## Records
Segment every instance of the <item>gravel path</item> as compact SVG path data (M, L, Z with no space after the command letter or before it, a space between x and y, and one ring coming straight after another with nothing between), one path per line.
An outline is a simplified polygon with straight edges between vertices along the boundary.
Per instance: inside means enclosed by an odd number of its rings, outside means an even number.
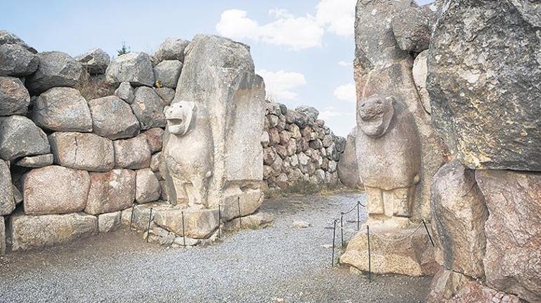
M0 259L0 302L425 302L430 278L380 276L368 283L330 268L331 250L322 245L332 243L332 229L326 227L357 200L364 195L269 200L263 209L275 216L272 227L207 247L165 249L120 230L11 253ZM346 218L348 228L356 227L356 217L353 211ZM294 229L296 220L312 227Z

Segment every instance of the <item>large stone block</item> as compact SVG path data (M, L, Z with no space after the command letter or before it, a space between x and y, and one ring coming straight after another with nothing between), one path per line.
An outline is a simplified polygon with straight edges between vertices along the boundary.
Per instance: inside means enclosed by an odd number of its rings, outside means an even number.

## GIVEN PROBLEM
Write out every line of the records above as a numbered list, skipping blank lines and leaving out the pictures.

## FULL SOLUTION
1. Segment every instance of the <item>gravel path</item> as compact SVG path data (M, L, Z with no space after the command letter or before it, a space between x and y, and one ring coming straight after another with nothing between), one path per line.
2. An outline is a simplified polygon with straight edges between vertices along the boundary.
3. Per instance: inside means enclosed by an odd number of its rings, outside means an even number.
4. M0 259L0 302L425 302L430 278L380 276L368 283L330 268L331 250L322 245L332 243L332 229L326 227L357 200L364 195L269 200L263 209L275 216L272 227L207 247L165 249L120 230L11 253ZM346 218L348 228L356 227L356 217L353 211ZM294 229L296 220L312 227Z
5. Segment every instance of the <item>large stone block</item> as compact SVG path data (M, L, Z with no space after the command letter or before it, a space between x and y, and one ring coming straight after another with nothing between), one path per line.
6. An outline is a simplified polygon with straight edges between vertices along the boundary.
7. Per instance: inside means enclosed by an odd number of its rings, outside means an even number.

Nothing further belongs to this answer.